Exercise: Rewrite the material from its beginning through the line containing "[37,102,588,379]", inclusive, swapping "object detection" for "object localization" and leaving everything else unchanged. Omit the pictures from your answer.

Entries:
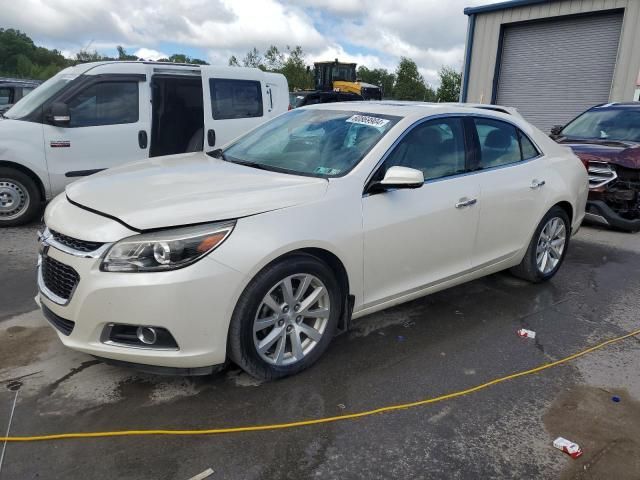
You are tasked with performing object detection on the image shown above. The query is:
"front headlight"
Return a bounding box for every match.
[100,221,236,272]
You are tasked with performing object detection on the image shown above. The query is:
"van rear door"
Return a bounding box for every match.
[203,67,273,151]
[43,64,151,192]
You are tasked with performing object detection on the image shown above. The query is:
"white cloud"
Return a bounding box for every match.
[133,48,169,61]
[2,0,496,83]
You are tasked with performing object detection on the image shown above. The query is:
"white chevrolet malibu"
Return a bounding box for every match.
[37,102,588,379]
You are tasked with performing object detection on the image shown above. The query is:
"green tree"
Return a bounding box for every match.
[74,50,114,63]
[280,45,313,90]
[437,66,462,102]
[357,65,396,98]
[264,45,285,72]
[242,47,265,70]
[0,28,69,79]
[393,57,436,102]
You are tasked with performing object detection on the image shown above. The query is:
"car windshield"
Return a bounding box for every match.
[4,70,79,118]
[561,108,640,142]
[224,109,400,178]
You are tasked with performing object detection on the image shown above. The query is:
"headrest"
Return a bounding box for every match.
[484,130,511,149]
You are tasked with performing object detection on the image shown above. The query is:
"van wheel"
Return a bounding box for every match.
[228,254,344,380]
[510,207,571,283]
[0,167,41,227]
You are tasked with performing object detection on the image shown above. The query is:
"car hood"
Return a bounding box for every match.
[66,152,328,230]
[558,139,640,168]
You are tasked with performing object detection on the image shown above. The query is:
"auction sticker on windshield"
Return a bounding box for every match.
[346,115,389,128]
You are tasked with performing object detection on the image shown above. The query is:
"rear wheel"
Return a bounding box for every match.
[229,255,343,380]
[0,167,40,227]
[511,207,571,283]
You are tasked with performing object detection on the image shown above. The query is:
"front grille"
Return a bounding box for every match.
[50,230,104,252]
[42,305,76,336]
[589,162,617,188]
[42,257,80,300]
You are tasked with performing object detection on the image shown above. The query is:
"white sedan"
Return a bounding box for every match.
[38,102,588,379]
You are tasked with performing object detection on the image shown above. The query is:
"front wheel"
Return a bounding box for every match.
[229,255,344,380]
[511,207,571,283]
[0,167,41,227]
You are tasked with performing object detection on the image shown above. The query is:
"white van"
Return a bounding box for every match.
[0,62,289,226]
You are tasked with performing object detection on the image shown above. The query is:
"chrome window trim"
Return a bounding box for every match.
[39,227,114,258]
[362,113,546,197]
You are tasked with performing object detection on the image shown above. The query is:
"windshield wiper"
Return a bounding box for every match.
[227,160,277,172]
[207,148,227,160]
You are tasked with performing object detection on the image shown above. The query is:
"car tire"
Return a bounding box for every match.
[0,167,42,227]
[228,254,344,380]
[510,206,571,283]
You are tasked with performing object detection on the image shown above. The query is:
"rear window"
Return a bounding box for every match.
[209,78,262,120]
[561,108,640,142]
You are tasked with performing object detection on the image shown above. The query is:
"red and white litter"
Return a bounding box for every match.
[553,437,582,458]
[517,328,536,338]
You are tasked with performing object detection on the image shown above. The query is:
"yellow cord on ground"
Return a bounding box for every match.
[0,329,640,442]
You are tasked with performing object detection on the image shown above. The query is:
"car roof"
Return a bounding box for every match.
[589,102,640,110]
[302,100,510,120]
[0,77,42,87]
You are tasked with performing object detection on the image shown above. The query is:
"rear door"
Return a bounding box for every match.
[43,69,150,191]
[203,72,273,150]
[465,117,546,268]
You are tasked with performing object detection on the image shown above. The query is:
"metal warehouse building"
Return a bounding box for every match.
[461,0,640,132]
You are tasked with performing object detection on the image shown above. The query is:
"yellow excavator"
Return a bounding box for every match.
[313,58,382,100]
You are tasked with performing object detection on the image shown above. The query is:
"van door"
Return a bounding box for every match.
[203,73,273,147]
[43,73,151,192]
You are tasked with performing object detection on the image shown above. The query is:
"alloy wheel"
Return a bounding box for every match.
[253,274,331,366]
[536,217,567,275]
[0,178,31,220]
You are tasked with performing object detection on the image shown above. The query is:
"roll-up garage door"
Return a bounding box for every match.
[496,13,622,132]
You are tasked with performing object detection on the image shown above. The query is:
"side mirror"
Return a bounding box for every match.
[47,102,71,127]
[370,166,424,192]
[549,125,564,138]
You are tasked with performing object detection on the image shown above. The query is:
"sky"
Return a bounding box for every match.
[0,0,496,85]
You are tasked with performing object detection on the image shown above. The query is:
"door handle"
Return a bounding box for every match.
[456,198,478,208]
[138,130,147,149]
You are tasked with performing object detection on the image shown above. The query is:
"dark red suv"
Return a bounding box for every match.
[551,102,640,232]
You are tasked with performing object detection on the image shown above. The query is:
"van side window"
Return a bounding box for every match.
[0,88,13,105]
[209,78,262,120]
[67,82,138,128]
[378,118,465,180]
[473,118,522,168]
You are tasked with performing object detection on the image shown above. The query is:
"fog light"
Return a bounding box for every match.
[136,327,158,345]
[100,323,179,350]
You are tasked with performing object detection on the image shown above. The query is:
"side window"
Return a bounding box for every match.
[518,130,540,160]
[0,88,13,105]
[381,118,465,180]
[67,82,138,127]
[473,118,522,168]
[209,79,262,120]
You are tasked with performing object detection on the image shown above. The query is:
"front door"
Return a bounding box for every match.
[362,118,480,306]
[44,74,150,192]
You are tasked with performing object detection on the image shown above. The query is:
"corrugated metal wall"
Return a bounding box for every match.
[496,13,622,132]
[464,0,640,121]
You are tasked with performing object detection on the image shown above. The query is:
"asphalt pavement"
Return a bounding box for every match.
[0,225,640,480]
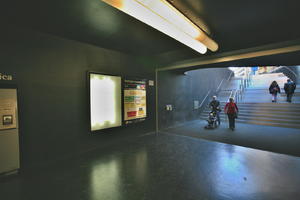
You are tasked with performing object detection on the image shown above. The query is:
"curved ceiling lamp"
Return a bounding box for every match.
[102,0,218,54]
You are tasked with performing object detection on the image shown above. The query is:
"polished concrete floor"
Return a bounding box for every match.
[0,133,300,200]
[164,120,300,157]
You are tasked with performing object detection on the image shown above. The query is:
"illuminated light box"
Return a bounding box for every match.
[89,73,122,131]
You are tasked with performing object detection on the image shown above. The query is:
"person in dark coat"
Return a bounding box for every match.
[209,96,221,125]
[224,98,239,130]
[284,79,296,103]
[269,81,280,102]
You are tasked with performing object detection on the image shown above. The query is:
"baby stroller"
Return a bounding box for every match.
[204,111,218,129]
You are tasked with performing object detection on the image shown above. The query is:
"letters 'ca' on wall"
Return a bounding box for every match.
[0,73,13,81]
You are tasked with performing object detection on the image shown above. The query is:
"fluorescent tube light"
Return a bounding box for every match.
[102,0,218,54]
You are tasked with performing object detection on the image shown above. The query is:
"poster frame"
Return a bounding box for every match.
[86,70,124,134]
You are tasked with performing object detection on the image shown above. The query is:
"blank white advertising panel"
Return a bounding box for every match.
[90,73,122,131]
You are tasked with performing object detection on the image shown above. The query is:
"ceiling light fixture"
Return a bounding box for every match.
[102,0,218,54]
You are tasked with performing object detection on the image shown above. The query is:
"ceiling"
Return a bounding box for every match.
[0,0,300,62]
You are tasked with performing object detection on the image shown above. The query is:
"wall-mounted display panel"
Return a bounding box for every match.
[124,80,147,123]
[89,73,122,131]
[0,95,17,130]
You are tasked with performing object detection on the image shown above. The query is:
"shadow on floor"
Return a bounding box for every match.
[162,120,300,156]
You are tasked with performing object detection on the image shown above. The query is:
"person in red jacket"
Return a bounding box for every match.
[224,98,239,130]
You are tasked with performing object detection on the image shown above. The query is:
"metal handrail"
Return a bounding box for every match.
[198,90,211,108]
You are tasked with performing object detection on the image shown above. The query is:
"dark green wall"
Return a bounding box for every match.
[0,27,155,168]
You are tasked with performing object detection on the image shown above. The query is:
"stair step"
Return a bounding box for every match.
[200,118,300,129]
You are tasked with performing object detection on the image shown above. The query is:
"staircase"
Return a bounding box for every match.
[200,74,300,129]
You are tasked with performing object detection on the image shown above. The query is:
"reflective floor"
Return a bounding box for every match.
[0,134,300,200]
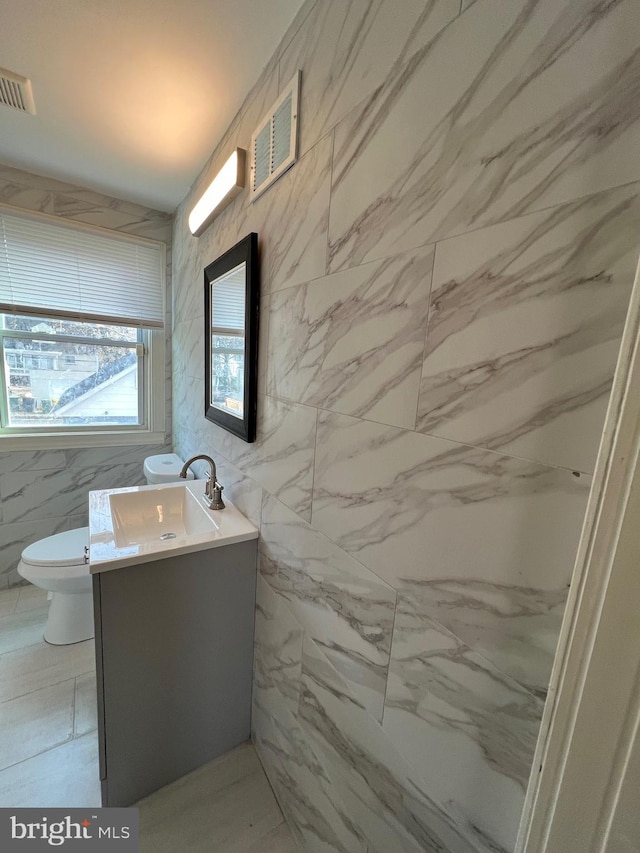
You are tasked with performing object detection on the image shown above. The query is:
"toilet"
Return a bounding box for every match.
[18,453,193,646]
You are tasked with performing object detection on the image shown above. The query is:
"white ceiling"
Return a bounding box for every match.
[0,0,302,211]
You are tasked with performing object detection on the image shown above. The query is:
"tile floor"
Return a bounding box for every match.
[0,586,100,808]
[0,586,299,853]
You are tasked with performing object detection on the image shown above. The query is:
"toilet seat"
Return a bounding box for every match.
[22,527,89,566]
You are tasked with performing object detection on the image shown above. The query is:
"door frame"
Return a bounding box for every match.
[516,255,640,853]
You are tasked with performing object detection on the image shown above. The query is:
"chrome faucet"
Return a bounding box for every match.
[180,453,224,509]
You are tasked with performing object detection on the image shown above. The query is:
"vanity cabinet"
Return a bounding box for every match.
[93,539,257,806]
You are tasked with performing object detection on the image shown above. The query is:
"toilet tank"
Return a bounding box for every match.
[144,453,194,485]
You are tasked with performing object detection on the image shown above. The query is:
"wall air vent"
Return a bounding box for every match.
[0,68,36,115]
[249,71,300,201]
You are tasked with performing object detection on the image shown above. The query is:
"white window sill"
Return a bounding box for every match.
[0,430,165,453]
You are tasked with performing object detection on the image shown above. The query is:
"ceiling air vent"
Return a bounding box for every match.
[0,68,36,115]
[249,71,300,201]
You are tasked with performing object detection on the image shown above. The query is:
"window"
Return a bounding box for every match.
[0,207,165,449]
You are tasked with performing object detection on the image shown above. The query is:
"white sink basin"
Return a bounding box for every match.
[89,480,258,574]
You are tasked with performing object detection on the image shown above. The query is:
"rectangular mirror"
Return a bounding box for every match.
[204,233,260,441]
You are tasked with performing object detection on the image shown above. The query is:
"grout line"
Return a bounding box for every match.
[0,729,97,781]
[412,243,438,432]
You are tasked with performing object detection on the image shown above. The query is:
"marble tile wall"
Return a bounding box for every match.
[0,164,172,588]
[173,0,640,853]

Solved problem:
You are tasked with performing object localization on the image shown above. The query is:
"front headlight"
Return a bounding box for every match.
[100,221,236,272]
You are tasked with performing object localization on the image shown above. The query is:
"van rear door"
Return a bounding box for every match.
[203,67,273,151]
[43,64,151,192]
You are tasked with performing object localization on the image shown above. The query is:
"white cloud"
Return a bounding box for every match.
[133,48,169,61]
[2,0,496,83]
You are tasked with performing object localization on the image shown above. The query is:
"white chevrolet malibu"
Return a bounding box for every match.
[37,102,588,379]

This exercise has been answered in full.